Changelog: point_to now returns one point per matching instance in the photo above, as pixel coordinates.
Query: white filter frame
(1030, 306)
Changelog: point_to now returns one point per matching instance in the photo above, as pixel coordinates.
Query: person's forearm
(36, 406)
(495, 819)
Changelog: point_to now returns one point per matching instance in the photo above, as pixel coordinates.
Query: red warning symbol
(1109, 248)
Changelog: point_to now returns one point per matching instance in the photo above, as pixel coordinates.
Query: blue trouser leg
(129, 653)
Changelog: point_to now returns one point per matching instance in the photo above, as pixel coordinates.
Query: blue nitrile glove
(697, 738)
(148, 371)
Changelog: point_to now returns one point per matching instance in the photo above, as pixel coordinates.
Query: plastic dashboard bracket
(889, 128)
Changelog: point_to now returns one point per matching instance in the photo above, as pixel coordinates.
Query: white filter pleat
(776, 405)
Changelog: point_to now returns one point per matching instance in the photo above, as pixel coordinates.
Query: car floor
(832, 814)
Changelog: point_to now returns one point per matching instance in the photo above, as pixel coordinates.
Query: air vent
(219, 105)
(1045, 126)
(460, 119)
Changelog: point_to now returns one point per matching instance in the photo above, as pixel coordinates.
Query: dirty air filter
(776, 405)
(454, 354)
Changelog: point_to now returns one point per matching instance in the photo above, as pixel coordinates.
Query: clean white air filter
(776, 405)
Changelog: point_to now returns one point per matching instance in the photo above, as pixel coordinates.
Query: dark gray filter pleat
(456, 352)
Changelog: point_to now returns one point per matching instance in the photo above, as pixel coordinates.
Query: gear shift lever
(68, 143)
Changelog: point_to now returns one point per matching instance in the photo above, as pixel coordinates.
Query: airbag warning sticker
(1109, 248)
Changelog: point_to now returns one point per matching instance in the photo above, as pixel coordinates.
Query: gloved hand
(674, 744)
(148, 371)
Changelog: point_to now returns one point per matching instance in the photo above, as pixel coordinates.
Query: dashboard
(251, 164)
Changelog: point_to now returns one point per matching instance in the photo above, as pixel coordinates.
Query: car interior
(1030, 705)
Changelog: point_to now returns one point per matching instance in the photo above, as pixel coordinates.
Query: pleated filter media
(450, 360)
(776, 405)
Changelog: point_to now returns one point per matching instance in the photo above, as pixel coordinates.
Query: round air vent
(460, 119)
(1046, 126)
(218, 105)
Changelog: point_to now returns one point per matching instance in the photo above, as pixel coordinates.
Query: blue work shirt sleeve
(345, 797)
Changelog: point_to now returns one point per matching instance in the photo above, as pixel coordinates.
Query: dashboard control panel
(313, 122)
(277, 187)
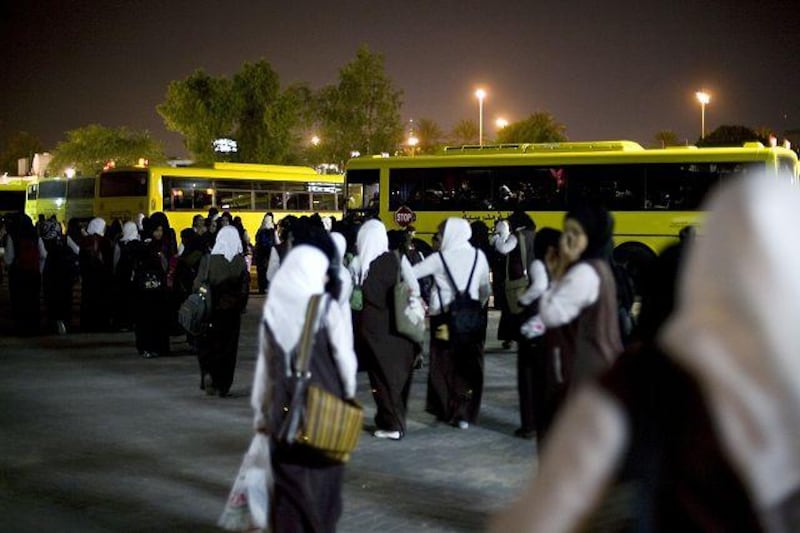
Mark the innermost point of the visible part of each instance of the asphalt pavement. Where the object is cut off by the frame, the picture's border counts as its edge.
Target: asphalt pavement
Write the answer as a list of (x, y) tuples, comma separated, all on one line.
[(95, 438)]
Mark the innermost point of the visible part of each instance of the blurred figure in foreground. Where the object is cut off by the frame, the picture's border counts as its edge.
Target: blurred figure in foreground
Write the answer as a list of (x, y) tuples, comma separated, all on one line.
[(700, 429), (307, 491)]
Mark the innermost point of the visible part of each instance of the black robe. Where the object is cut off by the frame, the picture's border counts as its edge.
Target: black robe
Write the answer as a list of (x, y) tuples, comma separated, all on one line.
[(388, 356)]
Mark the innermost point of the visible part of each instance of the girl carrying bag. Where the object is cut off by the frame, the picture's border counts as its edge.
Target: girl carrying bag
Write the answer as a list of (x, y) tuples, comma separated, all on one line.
[(409, 314), (514, 288), (315, 418)]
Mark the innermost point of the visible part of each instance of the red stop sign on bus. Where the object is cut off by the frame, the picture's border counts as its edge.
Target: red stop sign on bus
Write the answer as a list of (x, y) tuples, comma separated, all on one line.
[(404, 216)]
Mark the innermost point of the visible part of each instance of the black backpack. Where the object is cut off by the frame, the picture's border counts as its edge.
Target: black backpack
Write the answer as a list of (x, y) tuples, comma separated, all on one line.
[(466, 322)]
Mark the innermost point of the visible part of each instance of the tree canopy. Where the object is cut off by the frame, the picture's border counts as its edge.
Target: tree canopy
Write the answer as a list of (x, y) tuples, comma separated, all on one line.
[(465, 132), (539, 127), (361, 112), (88, 149), (21, 144)]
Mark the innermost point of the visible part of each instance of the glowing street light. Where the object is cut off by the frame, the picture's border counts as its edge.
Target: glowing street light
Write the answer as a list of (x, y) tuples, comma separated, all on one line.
[(704, 98), (480, 94)]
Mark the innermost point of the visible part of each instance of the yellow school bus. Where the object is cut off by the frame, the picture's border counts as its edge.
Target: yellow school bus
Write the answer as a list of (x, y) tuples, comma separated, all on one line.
[(652, 193), (246, 190)]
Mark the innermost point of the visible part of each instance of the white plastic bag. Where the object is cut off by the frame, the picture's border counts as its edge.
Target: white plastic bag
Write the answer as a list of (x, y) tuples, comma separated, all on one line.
[(248, 502)]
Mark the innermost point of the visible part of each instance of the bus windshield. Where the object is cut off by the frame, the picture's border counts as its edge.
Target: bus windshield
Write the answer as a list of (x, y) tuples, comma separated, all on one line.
[(123, 183)]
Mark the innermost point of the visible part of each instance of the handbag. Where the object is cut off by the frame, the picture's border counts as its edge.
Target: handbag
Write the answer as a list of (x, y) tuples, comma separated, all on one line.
[(514, 288), (316, 418), (409, 314), (195, 311), (247, 507)]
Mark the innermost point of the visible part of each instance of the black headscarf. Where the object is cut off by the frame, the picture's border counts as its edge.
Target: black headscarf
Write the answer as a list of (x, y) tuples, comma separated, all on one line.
[(598, 225)]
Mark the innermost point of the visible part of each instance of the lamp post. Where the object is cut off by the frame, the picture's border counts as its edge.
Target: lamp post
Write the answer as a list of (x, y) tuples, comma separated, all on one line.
[(480, 94), (704, 98)]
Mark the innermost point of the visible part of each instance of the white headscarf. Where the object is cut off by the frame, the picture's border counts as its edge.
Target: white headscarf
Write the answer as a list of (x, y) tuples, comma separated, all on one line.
[(301, 275), (457, 233), (228, 243), (129, 232), (97, 226), (372, 241), (736, 330)]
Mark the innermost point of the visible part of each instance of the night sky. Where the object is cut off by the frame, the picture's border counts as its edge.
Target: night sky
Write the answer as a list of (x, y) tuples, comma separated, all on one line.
[(606, 70)]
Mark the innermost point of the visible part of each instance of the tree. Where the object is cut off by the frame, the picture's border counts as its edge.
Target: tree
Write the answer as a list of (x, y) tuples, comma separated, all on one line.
[(430, 136), (666, 138), (201, 109), (731, 136), (362, 112), (539, 127), (268, 120), (465, 132), (88, 149), (21, 144)]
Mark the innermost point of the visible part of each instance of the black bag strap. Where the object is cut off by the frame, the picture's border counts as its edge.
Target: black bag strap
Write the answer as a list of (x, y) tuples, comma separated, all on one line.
[(450, 276), (302, 357)]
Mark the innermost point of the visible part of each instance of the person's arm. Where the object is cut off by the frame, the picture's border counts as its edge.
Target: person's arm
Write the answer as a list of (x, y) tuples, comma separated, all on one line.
[(8, 256), (581, 455), (538, 275), (428, 266), (340, 334), (505, 247), (273, 265), (262, 386), (563, 301), (407, 272)]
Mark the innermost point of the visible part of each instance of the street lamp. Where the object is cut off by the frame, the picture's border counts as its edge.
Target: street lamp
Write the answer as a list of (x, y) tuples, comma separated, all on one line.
[(704, 98), (480, 94)]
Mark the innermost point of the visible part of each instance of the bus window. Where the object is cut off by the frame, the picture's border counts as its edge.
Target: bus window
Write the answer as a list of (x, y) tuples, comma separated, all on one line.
[(615, 187), (53, 189), (363, 189), (80, 188), (123, 183), (192, 194)]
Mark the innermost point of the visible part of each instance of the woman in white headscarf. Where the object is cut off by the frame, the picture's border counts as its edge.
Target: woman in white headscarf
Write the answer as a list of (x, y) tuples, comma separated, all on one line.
[(455, 381), (96, 264), (127, 249), (387, 356), (307, 489), (224, 273), (713, 408)]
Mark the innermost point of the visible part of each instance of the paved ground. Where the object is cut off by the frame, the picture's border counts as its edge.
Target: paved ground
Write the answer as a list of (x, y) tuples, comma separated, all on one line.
[(95, 438)]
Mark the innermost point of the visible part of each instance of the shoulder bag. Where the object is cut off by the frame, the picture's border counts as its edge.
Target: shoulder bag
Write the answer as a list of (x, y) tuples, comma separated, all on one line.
[(195, 311), (315, 418), (409, 315), (514, 288)]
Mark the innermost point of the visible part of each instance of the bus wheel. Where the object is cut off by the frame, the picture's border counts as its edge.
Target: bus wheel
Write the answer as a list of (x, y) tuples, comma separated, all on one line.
[(636, 258)]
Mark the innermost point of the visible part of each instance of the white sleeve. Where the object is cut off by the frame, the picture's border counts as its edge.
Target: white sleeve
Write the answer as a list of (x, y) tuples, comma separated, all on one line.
[(340, 334), (8, 255), (407, 271), (505, 247), (274, 264), (73, 245), (566, 298), (42, 254), (428, 266), (538, 275), (262, 386), (584, 450)]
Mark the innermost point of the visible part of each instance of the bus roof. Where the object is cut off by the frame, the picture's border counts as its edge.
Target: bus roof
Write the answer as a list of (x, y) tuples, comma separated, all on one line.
[(601, 152)]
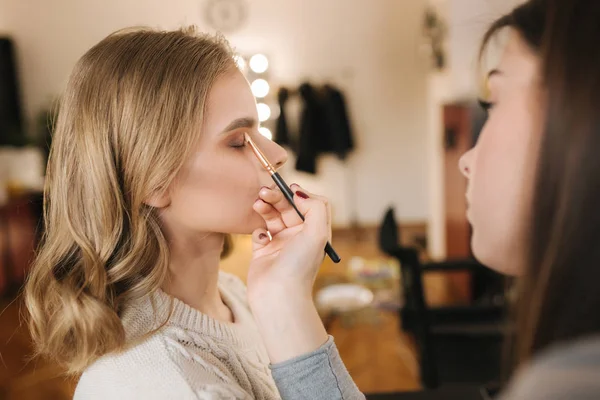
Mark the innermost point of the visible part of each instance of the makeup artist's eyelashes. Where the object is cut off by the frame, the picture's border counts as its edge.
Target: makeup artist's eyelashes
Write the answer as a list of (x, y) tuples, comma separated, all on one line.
[(486, 105)]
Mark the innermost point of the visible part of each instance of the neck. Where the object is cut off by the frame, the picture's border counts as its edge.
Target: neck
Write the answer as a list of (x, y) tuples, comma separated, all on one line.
[(194, 272)]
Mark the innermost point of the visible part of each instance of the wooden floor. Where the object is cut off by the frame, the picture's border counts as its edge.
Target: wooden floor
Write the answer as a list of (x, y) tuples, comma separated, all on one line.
[(378, 355)]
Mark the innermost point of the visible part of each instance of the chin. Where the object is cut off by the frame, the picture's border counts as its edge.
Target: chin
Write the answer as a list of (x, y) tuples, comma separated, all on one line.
[(493, 257)]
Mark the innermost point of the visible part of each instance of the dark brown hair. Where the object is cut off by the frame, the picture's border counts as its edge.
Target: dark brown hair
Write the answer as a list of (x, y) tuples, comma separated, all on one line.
[(559, 297)]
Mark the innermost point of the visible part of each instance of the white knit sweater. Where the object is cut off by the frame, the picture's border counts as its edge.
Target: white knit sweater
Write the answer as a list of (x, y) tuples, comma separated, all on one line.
[(192, 357)]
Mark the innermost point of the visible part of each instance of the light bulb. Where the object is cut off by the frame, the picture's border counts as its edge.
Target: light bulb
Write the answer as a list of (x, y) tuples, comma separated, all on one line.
[(266, 132), (259, 63), (264, 112), (260, 88)]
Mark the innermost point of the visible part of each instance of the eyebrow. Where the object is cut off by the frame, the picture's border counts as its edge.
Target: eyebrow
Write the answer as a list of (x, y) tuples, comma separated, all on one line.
[(494, 72), (246, 122)]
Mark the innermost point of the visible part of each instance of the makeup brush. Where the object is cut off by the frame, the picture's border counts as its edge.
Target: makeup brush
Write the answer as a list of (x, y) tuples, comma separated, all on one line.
[(285, 189)]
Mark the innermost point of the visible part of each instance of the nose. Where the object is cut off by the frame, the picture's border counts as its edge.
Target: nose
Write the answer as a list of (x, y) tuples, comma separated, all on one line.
[(465, 163), (275, 153)]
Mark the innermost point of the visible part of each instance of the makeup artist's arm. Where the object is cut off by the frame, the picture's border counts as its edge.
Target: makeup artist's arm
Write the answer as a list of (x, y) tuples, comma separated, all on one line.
[(305, 361)]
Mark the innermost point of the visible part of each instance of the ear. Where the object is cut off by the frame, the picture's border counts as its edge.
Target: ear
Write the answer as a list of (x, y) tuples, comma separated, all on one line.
[(159, 199)]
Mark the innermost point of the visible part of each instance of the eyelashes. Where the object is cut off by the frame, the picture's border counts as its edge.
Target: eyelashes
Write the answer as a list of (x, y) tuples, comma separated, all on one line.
[(486, 105)]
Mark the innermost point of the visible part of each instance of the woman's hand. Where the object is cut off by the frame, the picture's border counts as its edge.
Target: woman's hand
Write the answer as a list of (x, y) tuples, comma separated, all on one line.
[(283, 270)]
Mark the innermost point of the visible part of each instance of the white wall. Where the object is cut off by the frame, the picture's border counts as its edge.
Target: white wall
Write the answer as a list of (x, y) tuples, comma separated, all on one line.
[(368, 48)]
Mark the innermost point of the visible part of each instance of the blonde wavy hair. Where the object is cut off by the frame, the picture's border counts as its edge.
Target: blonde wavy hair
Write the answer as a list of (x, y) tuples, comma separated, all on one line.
[(130, 115)]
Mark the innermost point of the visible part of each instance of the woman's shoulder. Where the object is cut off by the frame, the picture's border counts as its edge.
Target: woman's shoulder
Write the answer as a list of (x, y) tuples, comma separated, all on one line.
[(566, 371), (232, 284), (144, 370)]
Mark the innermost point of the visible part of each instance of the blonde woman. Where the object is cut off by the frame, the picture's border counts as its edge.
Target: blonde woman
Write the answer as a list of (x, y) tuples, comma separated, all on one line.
[(148, 173)]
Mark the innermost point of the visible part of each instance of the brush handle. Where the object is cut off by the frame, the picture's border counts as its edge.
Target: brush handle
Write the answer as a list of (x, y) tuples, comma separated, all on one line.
[(289, 195)]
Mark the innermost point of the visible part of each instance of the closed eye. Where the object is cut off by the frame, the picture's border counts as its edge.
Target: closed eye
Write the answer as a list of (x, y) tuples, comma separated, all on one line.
[(486, 105)]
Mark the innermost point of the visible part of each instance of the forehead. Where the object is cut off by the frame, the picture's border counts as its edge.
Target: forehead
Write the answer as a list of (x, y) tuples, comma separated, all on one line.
[(229, 98), (518, 63)]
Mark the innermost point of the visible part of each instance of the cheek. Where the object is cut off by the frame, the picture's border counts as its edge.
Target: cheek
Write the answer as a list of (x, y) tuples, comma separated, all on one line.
[(218, 197)]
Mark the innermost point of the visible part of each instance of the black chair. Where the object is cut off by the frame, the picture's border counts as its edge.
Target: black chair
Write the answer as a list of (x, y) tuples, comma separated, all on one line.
[(456, 344), (461, 393)]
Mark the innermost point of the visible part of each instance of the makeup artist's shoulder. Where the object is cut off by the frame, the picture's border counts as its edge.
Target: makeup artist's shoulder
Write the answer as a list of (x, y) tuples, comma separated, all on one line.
[(143, 371)]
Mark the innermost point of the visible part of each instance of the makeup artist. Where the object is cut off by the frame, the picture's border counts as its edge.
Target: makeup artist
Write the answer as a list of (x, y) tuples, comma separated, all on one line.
[(534, 191)]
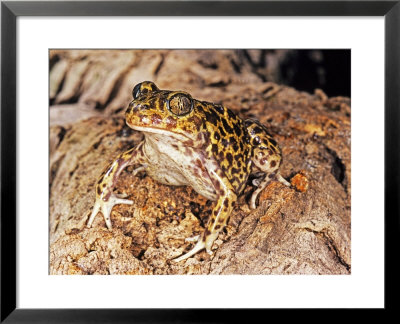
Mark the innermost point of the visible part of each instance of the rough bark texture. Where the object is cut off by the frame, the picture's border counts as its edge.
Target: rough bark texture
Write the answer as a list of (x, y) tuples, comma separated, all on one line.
[(300, 230)]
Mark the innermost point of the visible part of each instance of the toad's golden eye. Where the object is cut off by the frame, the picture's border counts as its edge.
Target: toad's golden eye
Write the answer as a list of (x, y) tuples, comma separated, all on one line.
[(143, 87), (180, 104)]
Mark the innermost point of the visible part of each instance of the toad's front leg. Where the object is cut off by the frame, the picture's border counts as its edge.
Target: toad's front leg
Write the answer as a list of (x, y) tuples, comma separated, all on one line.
[(105, 198), (216, 223)]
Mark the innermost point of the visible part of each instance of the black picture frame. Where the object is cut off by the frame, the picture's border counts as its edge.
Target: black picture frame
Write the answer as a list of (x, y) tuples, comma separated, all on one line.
[(10, 10)]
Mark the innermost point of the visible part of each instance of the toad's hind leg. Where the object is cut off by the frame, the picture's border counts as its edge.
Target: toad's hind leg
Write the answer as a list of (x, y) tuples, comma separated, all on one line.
[(267, 157), (216, 223), (105, 198)]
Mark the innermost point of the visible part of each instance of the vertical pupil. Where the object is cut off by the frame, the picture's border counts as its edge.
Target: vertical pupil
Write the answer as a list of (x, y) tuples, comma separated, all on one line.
[(180, 105)]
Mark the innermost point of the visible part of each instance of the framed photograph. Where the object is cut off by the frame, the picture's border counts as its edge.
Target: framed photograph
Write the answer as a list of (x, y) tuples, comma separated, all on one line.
[(153, 152)]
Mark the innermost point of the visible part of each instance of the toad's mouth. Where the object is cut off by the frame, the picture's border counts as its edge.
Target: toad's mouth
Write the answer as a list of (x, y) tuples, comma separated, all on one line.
[(148, 130)]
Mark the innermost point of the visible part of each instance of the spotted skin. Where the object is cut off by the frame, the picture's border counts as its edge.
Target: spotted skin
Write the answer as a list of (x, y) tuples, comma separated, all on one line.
[(195, 143)]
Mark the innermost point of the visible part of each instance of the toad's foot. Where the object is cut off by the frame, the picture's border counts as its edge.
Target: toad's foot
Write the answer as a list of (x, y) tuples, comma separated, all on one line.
[(201, 244), (261, 186), (106, 206)]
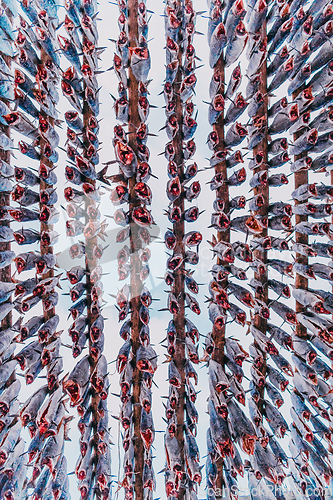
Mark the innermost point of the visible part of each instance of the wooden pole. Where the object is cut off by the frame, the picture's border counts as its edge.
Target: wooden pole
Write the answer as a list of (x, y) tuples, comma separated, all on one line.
[(262, 147), (135, 245), (44, 226), (6, 273), (222, 193), (301, 177)]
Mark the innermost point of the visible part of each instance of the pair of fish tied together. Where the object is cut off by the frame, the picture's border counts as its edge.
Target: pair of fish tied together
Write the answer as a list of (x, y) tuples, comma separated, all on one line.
[(28, 100), (132, 197), (288, 50), (182, 471)]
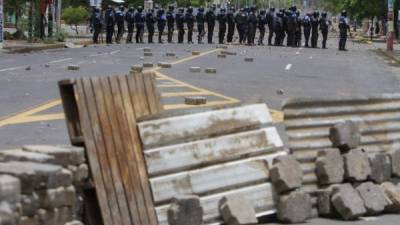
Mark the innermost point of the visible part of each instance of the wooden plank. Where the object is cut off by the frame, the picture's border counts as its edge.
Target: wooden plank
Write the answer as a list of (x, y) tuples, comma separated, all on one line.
[(103, 189), (202, 125), (135, 152), (179, 157), (218, 178)]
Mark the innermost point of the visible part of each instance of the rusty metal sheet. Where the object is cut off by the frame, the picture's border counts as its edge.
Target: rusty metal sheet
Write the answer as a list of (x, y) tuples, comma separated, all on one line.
[(212, 154), (307, 122)]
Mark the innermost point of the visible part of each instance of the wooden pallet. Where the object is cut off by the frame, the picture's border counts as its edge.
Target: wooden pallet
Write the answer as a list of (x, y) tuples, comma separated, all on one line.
[(101, 114)]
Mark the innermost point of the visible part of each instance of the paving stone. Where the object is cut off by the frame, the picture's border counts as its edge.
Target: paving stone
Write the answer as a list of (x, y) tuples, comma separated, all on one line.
[(329, 167), (356, 165), (237, 210), (381, 167), (294, 207), (211, 70), (21, 155), (345, 135), (392, 194), (395, 159), (185, 210), (195, 69), (348, 202), (10, 189), (73, 67), (373, 197), (286, 174), (32, 175)]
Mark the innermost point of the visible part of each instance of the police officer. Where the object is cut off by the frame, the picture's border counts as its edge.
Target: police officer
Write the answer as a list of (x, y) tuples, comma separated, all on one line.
[(307, 29), (161, 21), (96, 24), (221, 17), (262, 21), (170, 22), (252, 23), (200, 19), (230, 17), (323, 26), (210, 19), (343, 28), (150, 21), (110, 23), (120, 19), (189, 18), (314, 30), (139, 20), (270, 20), (180, 24)]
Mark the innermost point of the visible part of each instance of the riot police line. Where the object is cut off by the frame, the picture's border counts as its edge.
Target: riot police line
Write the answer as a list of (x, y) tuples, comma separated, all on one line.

------

Print the rows from the line containing "the toad's golden" up to and including the line containing "[(180, 105)]", with every line kept word for word.

■ Final result
Mark the innermost point of the visible part of each instance of the toad's golden eye. Where the object is cut off by the frame, the picture's border counts as its edge.
Target: toad's golden eye
Write the answer as a list of (x, y) tuples, comma separated, all on one line.
[(143, 87), (180, 104)]
Mark the innermost point of the visible part of each instance of the toad's front leg. Where the object is cut off by the frame, the picture's border counts as its edge.
Target: toad's front leg
Write the answer as a list of (x, y) tuples, comma separated, all on one line.
[(105, 198), (216, 223)]
Mark the innermost point of the visible part of each instance of the black picture frame. Where the object is cut off by the frame, the picture's border counts as its edge.
Target: black picture frame
Write the answer as a list of (x, y) tuples, comma separated, all on one line.
[(10, 10)]
Mark the innermost point of the visible part of each instance of the toad's hind leg. Where the object is cut off by the frame, the picture's border counts as its edge.
Target: toad's hind leg
Write the answer as a list of (x, y) tuples, comma separated, all on one line.
[(267, 157), (216, 223), (105, 198)]
Mark the innermost point of the visible part of each instance of the vertical pupil. Where the object is cut off by the frame, the picture's border counts as its edge.
Target: vertical pupil
Write the answer as a list of (x, y) tuples, comma separated, all on one line.
[(180, 105)]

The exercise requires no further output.